Source information:

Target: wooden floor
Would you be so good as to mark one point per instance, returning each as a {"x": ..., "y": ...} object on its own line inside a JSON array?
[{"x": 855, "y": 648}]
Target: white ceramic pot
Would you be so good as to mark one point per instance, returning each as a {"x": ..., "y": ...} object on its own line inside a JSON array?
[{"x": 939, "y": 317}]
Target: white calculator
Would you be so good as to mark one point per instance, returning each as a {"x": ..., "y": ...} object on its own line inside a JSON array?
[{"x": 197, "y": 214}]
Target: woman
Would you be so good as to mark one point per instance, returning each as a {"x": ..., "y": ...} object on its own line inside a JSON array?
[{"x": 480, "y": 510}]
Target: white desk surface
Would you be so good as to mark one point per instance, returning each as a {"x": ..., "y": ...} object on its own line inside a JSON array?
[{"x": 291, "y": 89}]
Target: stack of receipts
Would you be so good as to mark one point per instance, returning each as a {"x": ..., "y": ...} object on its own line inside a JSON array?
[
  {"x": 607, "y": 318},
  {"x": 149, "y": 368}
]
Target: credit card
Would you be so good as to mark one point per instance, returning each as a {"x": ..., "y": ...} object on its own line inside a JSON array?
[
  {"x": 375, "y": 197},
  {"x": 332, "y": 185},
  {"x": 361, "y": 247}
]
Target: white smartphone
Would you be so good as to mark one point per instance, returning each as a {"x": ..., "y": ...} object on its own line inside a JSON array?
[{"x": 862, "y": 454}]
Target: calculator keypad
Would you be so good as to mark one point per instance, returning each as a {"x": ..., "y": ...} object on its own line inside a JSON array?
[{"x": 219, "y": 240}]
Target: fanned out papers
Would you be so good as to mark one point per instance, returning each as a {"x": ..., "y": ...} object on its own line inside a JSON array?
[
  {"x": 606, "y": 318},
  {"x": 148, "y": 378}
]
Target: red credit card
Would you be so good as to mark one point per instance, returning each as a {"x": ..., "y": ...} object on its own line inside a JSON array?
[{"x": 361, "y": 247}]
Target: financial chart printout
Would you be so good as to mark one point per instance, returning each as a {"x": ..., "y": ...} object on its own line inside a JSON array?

Task directions: Identify each line in the entries with the word "Target" and copy it.

Task response:
Target: wooden floor
Target: white ceramic pot
Target: white calculator
Target: woman
Target: white desk surface
Target: stack of receipts
Target: credit card
Target: white smartphone
Target: calculator keypad
Target: fanned out papers
Target: red credit card
Target: financial chart printout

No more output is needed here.